WHAT IS NEEDED: Only the pictures should be dropped; copy the rest of the entries exactly.

LISTED RECORDS:
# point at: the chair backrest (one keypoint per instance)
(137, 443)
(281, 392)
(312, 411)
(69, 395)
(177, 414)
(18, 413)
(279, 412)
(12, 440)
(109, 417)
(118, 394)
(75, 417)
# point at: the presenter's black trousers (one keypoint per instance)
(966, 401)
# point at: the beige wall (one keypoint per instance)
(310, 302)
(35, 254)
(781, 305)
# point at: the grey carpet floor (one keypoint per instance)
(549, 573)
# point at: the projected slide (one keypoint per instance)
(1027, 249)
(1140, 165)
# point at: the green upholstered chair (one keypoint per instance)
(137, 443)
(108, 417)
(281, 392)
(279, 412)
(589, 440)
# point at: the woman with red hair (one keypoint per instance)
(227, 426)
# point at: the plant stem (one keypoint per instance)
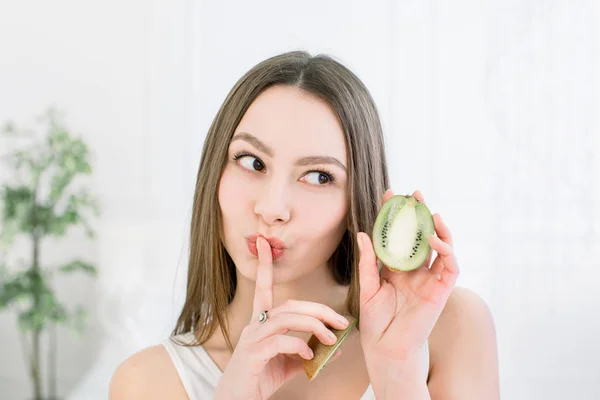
(36, 275)
(52, 366)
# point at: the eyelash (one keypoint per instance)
(325, 172)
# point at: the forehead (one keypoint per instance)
(294, 122)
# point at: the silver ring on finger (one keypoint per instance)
(263, 317)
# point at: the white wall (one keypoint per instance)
(490, 108)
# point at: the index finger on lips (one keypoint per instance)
(263, 292)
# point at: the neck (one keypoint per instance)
(318, 286)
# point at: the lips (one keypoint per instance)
(277, 246)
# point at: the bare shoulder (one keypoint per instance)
(147, 374)
(463, 347)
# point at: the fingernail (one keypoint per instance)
(332, 336)
(343, 320)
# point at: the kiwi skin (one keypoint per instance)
(322, 352)
(426, 219)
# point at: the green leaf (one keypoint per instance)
(79, 266)
(15, 289)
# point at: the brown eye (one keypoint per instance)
(319, 178)
(323, 179)
(251, 163)
(258, 165)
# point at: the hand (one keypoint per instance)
(398, 310)
(265, 357)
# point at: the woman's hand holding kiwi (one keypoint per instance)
(400, 306)
(265, 357)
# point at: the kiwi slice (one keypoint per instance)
(322, 352)
(400, 233)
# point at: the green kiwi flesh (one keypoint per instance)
(322, 352)
(400, 233)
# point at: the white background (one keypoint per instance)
(490, 108)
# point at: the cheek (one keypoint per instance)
(324, 218)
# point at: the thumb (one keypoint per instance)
(369, 279)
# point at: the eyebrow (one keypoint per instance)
(310, 160)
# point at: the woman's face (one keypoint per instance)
(285, 180)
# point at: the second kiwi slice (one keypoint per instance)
(323, 352)
(400, 233)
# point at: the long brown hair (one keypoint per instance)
(211, 280)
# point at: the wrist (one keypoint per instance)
(392, 378)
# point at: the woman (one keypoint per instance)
(292, 176)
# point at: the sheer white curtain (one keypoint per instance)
(490, 108)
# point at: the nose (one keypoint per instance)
(272, 204)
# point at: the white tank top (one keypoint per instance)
(200, 374)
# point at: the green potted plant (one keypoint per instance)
(38, 201)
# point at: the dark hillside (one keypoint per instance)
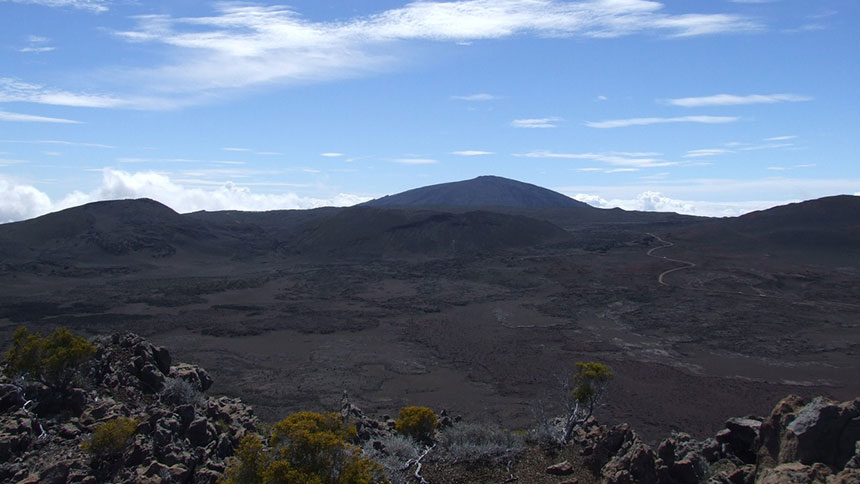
(366, 231)
(831, 223)
(483, 191)
(99, 229)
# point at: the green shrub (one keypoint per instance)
(304, 448)
(417, 422)
(480, 443)
(54, 360)
(111, 437)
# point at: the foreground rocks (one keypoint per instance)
(181, 435)
(808, 442)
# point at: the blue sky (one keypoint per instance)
(713, 107)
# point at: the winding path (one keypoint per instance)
(650, 253)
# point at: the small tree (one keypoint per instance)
(304, 448)
(111, 437)
(53, 360)
(417, 422)
(589, 387)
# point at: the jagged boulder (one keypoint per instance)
(173, 441)
(795, 473)
(193, 374)
(11, 398)
(739, 438)
(773, 429)
(821, 431)
(618, 455)
(680, 460)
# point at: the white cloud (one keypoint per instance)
(57, 142)
(97, 6)
(735, 100)
(706, 152)
(414, 161)
(243, 44)
(781, 138)
(622, 123)
(21, 201)
(651, 201)
(29, 118)
(769, 146)
(475, 97)
(622, 159)
(13, 90)
(720, 192)
(472, 153)
(18, 202)
(550, 122)
(37, 44)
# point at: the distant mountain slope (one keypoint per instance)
(821, 225)
(117, 227)
(483, 191)
(369, 231)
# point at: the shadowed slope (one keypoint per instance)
(483, 191)
(95, 230)
(367, 231)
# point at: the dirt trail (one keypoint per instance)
(650, 253)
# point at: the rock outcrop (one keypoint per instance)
(800, 442)
(181, 436)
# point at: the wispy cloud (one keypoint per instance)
(21, 201)
(736, 100)
(653, 201)
(97, 6)
(623, 123)
(781, 138)
(768, 146)
(414, 161)
(475, 97)
(551, 122)
(472, 153)
(131, 159)
(57, 142)
(706, 152)
(621, 159)
(243, 45)
(37, 44)
(29, 118)
(13, 90)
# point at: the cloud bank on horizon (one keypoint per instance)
(642, 104)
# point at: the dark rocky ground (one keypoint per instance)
(485, 334)
(180, 435)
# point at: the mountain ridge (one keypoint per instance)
(482, 191)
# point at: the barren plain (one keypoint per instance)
(485, 333)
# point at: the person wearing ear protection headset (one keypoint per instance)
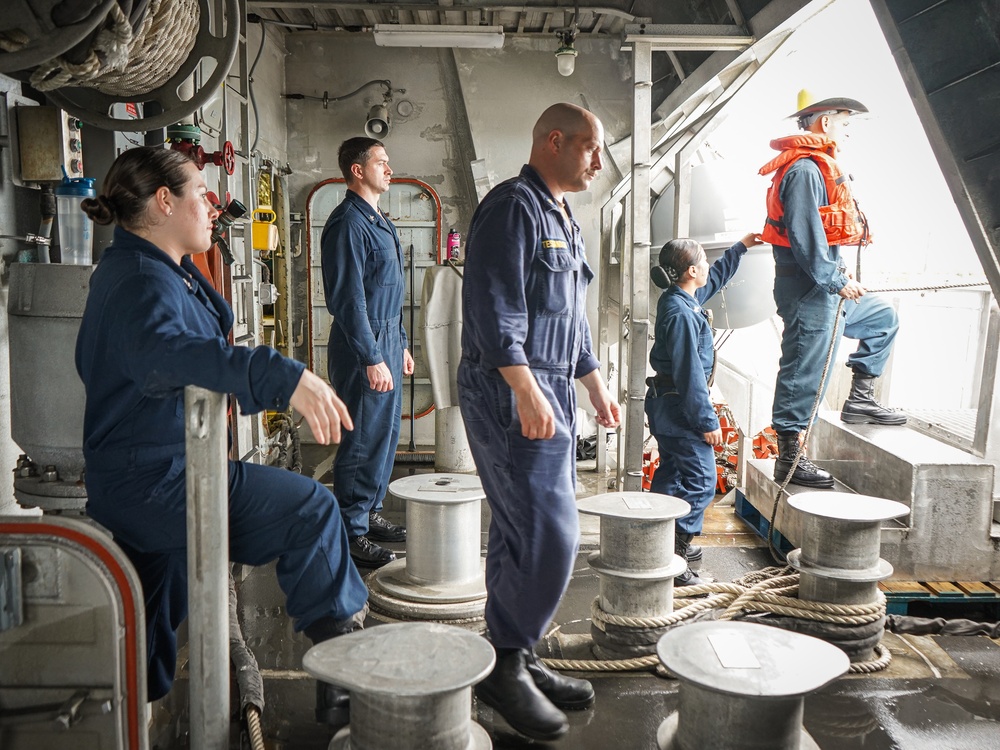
(678, 404)
(811, 212)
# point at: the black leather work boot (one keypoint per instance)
(333, 704)
(564, 692)
(807, 474)
(381, 529)
(682, 543)
(510, 690)
(861, 406)
(367, 554)
(693, 554)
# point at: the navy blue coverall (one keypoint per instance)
(364, 287)
(524, 303)
(679, 408)
(808, 275)
(149, 329)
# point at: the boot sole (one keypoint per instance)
(813, 485)
(861, 419)
(574, 705)
(533, 734)
(380, 537)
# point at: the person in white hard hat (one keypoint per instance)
(811, 212)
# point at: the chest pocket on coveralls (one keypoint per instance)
(385, 267)
(556, 269)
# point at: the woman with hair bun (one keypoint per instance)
(152, 325)
(678, 404)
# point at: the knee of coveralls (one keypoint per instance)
(809, 315)
(164, 592)
(873, 322)
(144, 508)
(274, 513)
(693, 461)
(534, 532)
(365, 457)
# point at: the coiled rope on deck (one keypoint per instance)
(768, 591)
(126, 62)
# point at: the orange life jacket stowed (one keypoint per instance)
(843, 221)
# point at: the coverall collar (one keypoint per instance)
(138, 244)
(373, 214)
(530, 174)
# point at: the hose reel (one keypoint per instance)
(93, 106)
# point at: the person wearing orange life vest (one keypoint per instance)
(810, 214)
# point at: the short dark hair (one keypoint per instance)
(133, 179)
(675, 258)
(355, 151)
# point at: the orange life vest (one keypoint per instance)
(843, 221)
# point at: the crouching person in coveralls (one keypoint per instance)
(525, 341)
(811, 212)
(152, 325)
(678, 404)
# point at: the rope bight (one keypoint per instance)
(767, 597)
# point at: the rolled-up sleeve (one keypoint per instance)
(496, 309)
(802, 192)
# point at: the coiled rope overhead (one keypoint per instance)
(123, 62)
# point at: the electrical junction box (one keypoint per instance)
(49, 140)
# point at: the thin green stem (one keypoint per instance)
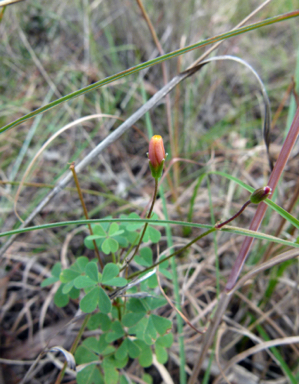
(173, 254)
(73, 348)
(220, 225)
(183, 378)
(72, 168)
(145, 226)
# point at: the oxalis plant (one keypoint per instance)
(121, 307)
(124, 313)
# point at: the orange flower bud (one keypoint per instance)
(156, 155)
(156, 152)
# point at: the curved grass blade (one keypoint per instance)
(235, 230)
(150, 63)
(267, 116)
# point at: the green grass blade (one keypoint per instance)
(150, 63)
(291, 219)
(276, 353)
(235, 230)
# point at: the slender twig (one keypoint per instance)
(72, 168)
(73, 348)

RESPONSE:
# point at: the chair backrest (one keypoint per instance)
(137, 443)
(281, 392)
(312, 411)
(69, 395)
(177, 414)
(18, 413)
(279, 412)
(12, 440)
(109, 417)
(118, 394)
(75, 417)
# point at: the presenter's black trousers (one keypoint per instance)
(966, 401)
# point at: the beige wall (one keypoint per instance)
(310, 302)
(35, 254)
(781, 305)
# point at: the grey carpet floor (one keypoint per instance)
(549, 573)
# point at: the projected slide (one keypoint per instance)
(1027, 249)
(1140, 165)
# point at: the green upholstered chair (one keypoint per instance)
(137, 443)
(108, 417)
(281, 392)
(279, 412)
(589, 440)
# point at: the woman with red hair (one keypoint per instance)
(227, 426)
# point at: the plant stem (one keypoint per instance)
(36, 275)
(52, 366)
# point at: the eyelash (one keypoint per instance)
(325, 172)
# point at: the forehead (one keypoint per instance)
(294, 122)
# point at: the silver ring on finger (one keypoint per instance)
(263, 317)
# point at: the white wall (one keypoint per instance)
(490, 108)
# point at: the index finger on lips (one keypoint per instance)
(263, 292)
# point at: the neck (one keypoint per instance)
(318, 286)
# point at: the lips (one keypoint per instance)
(277, 246)
# point at: the bare shoulder (one keypoint per instance)
(147, 374)
(463, 347)
# point at: the fingernail (one keypoint per instance)
(332, 336)
(343, 320)
# point at: the kiwi skin (one keypoint per instance)
(322, 352)
(426, 219)
# point at: the green leaf (one keypoint per instance)
(79, 266)
(15, 289)
# point at: the brown eye (one keypoint per instance)
(319, 178)
(323, 179)
(251, 163)
(258, 165)
# point at: the hand (one keypoint per instance)
(398, 310)
(265, 357)
# point at: the woman's hand holding kiwi (one keypoint per instance)
(400, 306)
(265, 357)
# point at: the kiwi slice (one keypoint per instance)
(322, 352)
(400, 233)
# point at: the green kiwi flesh (one keypoint per instance)
(322, 352)
(400, 233)
# point at: the white background (one keypoint per instance)
(490, 108)
# point at: the cheek (one keypoint per instance)
(324, 218)
# point at: the thumb (one keypoint per instance)
(369, 279)
# point at: the eyebrow (one keypoint per instance)
(310, 160)
# point at: the woman's face (one keypoint per instance)
(285, 180)
# point at: the second kiwi slice (one keypoint per instance)
(323, 352)
(400, 233)
# point at: the long brown hair (one keypoint per instance)
(211, 280)
# point at: the wrist (one keypoint per instance)
(392, 378)
# point at: the woman (one keypoint per instance)
(292, 176)
# point at: the sheer white curtain (one keypoint per instance)
(490, 108)
# point at: the nose (one keypoint per instance)
(272, 204)
# point at: the white tank top (one keypoint per instance)
(200, 374)
# point at: the green potted plant (one keypoint per instance)
(38, 201)
# point at: the dark hillside (one keypoint per instance)
(366, 231)
(831, 223)
(483, 191)
(99, 229)
# point at: the green shrub (one keypoint per instance)
(304, 448)
(417, 422)
(480, 443)
(54, 360)
(111, 437)
# point at: the foreground rocks (one keypoint per instance)
(181, 435)
(808, 442)
# point at: the blue sky (one keypoint per instance)
(713, 107)
# point at: the winding path (one keypoint per instance)
(650, 253)
# point at: the small tree (one keypoint per instance)
(304, 448)
(111, 437)
(53, 360)
(417, 422)
(589, 387)
# point at: the jagged boulder (one keypoint per instance)
(173, 441)
(795, 473)
(193, 374)
(11, 398)
(739, 438)
(773, 429)
(821, 431)
(618, 455)
(680, 460)
# point at: the white cloud (one keypoint per instance)
(57, 142)
(97, 6)
(735, 100)
(706, 152)
(414, 161)
(243, 44)
(781, 138)
(622, 123)
(21, 201)
(651, 201)
(29, 118)
(769, 146)
(475, 97)
(622, 159)
(13, 90)
(720, 192)
(472, 153)
(18, 202)
(550, 122)
(37, 44)
# point at: the distant mountain slope (one keypoint per instance)
(821, 225)
(117, 227)
(483, 191)
(369, 231)
# point at: the shadowed slope (one keypoint per instance)
(483, 191)
(95, 230)
(367, 231)
# point at: the dirt trail (one keypoint per instance)
(650, 253)
# point at: the rock outcrop (one keypoint per instance)
(800, 442)
(181, 436)
# point at: the wispy cloud (one keypoint per instance)
(21, 201)
(736, 100)
(653, 201)
(97, 6)
(623, 123)
(781, 138)
(768, 146)
(414, 161)
(475, 97)
(551, 122)
(472, 153)
(131, 159)
(57, 142)
(706, 152)
(621, 159)
(243, 45)
(37, 44)
(29, 118)
(13, 90)
# point at: the cloud bank on horizon (one keypoint per instance)
(642, 104)
# point at: the dark rocky ground (one keypoint per instance)
(485, 334)
(180, 435)
# point at: the mountain ridge (one keypoint per instance)
(482, 191)
# point at: the barren plain (one keypoint per instance)
(485, 333)
# point at: the person wearing ear protection headset (one keypoint per instance)
(678, 404)
(811, 212)
# point at: the black leather work boot (one keypoint per instance)
(333, 704)
(564, 692)
(807, 474)
(381, 529)
(682, 543)
(510, 690)
(861, 406)
(367, 554)
(693, 554)
# point at: the navy blue coverall (one keypoint per instance)
(364, 287)
(524, 303)
(679, 408)
(808, 275)
(149, 329)
# point at: the boot sole (one keypoint per instance)
(813, 485)
(861, 419)
(574, 705)
(533, 734)
(380, 537)
# point at: the person in white hard hat (one keypoint per instance)
(811, 212)
# point at: the chest pocket on coveralls (one keypoint per instance)
(385, 267)
(556, 269)
# point at: the woman with hair bun (one keypoint per instance)
(152, 325)
(678, 404)
# point at: the knee of coveralls (one keypoint per instance)
(809, 315)
(164, 592)
(873, 322)
(144, 508)
(274, 513)
(693, 461)
(534, 532)
(365, 457)
# point at: the coiled rope on deck (one keypoint per instance)
(768, 591)
(126, 62)
# point at: the orange life jacket stowed (one keypoint per instance)
(843, 221)
# point at: the coverall collar (one keypoint per instance)
(138, 244)
(373, 214)
(530, 174)
# point at: the hose reel (one keypoint per instance)
(93, 106)
# point at: the person wearing orange life vest (one keypoint per instance)
(810, 214)
# point at: the short dark hair (one keypoint per instance)
(133, 179)
(675, 258)
(355, 151)
# point at: the orange life vest (one keypoint per instance)
(843, 221)
# point at: the crouching person in coveralls (one keypoint per instance)
(525, 341)
(811, 212)
(152, 325)
(678, 404)
# point at: the rope bight (one keypoint per instance)
(767, 597)
# point at: the rolled-up sleeve (one keypoint per instance)
(496, 309)
(802, 192)
# point at: the coiled rope overhead (one keypoint per instance)
(123, 62)
# point at: the electrical junction box (one keypoint per instance)
(49, 140)
# point at: the thin green stem (one keypoint per instance)
(173, 254)
(73, 348)
(220, 225)
(183, 378)
(72, 168)
(145, 226)
# point at: the oxalis plant (one keypoint per instance)
(121, 307)
(124, 313)
# point at: the orange flower bud (one keypoint per instance)
(156, 155)
(156, 152)
# point at: the curved grass blade (one keypoint per instance)
(235, 230)
(150, 63)
(267, 116)
# point at: the green grass blade (one keypoint per instance)
(150, 63)
(291, 219)
(276, 353)
(235, 230)
# point at: the slender twig (one keypoint per instance)
(72, 168)
(73, 348)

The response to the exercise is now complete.